■ **WRITTEN INSTRUCTION**:
Every entry must be duplicated precisely as written.

■ **THE DATA**:
▬▬▬
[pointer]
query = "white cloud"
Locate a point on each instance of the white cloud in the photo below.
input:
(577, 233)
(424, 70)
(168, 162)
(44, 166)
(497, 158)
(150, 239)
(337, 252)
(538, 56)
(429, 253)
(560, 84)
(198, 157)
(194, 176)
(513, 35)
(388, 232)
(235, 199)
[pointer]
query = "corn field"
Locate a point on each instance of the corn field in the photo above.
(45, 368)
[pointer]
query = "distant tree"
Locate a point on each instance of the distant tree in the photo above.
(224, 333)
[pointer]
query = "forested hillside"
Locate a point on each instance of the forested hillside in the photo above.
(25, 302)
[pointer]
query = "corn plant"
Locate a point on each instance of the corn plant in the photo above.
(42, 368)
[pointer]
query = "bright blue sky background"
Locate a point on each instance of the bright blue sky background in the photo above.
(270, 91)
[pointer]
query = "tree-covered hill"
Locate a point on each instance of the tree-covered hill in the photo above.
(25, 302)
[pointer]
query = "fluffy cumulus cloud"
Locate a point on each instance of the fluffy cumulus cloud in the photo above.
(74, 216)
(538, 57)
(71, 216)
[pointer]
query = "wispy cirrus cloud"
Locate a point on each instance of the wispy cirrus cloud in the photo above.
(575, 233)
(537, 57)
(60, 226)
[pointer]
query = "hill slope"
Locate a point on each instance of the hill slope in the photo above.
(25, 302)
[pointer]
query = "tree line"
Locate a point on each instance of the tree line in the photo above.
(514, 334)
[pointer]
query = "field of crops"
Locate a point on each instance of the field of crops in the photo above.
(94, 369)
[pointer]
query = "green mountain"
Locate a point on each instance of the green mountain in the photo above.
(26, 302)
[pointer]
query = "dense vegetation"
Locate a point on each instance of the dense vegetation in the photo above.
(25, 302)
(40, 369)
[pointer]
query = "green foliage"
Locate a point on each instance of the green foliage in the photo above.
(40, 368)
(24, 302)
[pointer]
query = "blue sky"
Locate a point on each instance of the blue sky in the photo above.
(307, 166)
▬▬▬
■ **TASK OUTPUT**:
[pointer]
query = "white cloud"
Locate a point on each instance of the white cloud in the photo below.
input:
(577, 233)
(424, 70)
(168, 162)
(44, 166)
(497, 158)
(150, 239)
(337, 252)
(538, 56)
(429, 253)
(560, 84)
(198, 157)
(194, 176)
(513, 35)
(388, 232)
(235, 199)
[pointer]
query = "corn field"
Locate a point on each instance of the corn field in the photo above.
(45, 368)
[pointer]
query = "distant tree"
Locate a point on each instance of the distant tree in the photo above.
(224, 333)
[pointer]
query = "forested hillside"
Locate a point on each instance of the forested hillside in the photo above.
(25, 302)
[pointer]
query = "corn plant"
Locate a point on each instance of the corn plant in the photo above.
(42, 368)
[pointer]
query = "bright blue sky background"
Locate a point on each instance of the bright blue sky background in the photo above.
(270, 91)
[pointer]
query = "tree-covered hill"
Locate a point on each instance of the tree-covered hill in the photo above.
(25, 302)
[pointer]
query = "fluffy cumulus cloud"
Locate a point on each instance of the fluffy cumulus cloud in the photo above.
(74, 216)
(538, 57)
(71, 216)
[pointer]
query = "wispy cirrus cloud"
Locate a point on each instance of the wispy cirrus cloud in the photo above.
(575, 233)
(537, 57)
(60, 226)
[pointer]
query = "hill slope"
Locate a point on each instance of the hill slope in the photo above.
(25, 302)
[pointer]
query = "tree line"
Locate a point on each instance of the tree line in the photo above.
(514, 334)
[pointer]
query = "field of crops"
Locate a point on each instance of the field of crops in the photo above.
(94, 369)
[pointer]
query = "green mountain"
Locate a point on each instance of the green mountain in the photo above.
(26, 302)
[pointer]
query = "dense vegetation"
Locate a point on each instance of the dense vegetation in the photo above.
(25, 302)
(40, 369)
[pointer]
query = "green foliage"
Locate a point on each instance of the green foliage in the photo above.
(40, 368)
(24, 302)
[pointer]
query = "blue sky"
Locate a point on each instance of the blue sky in the photo above.
(307, 166)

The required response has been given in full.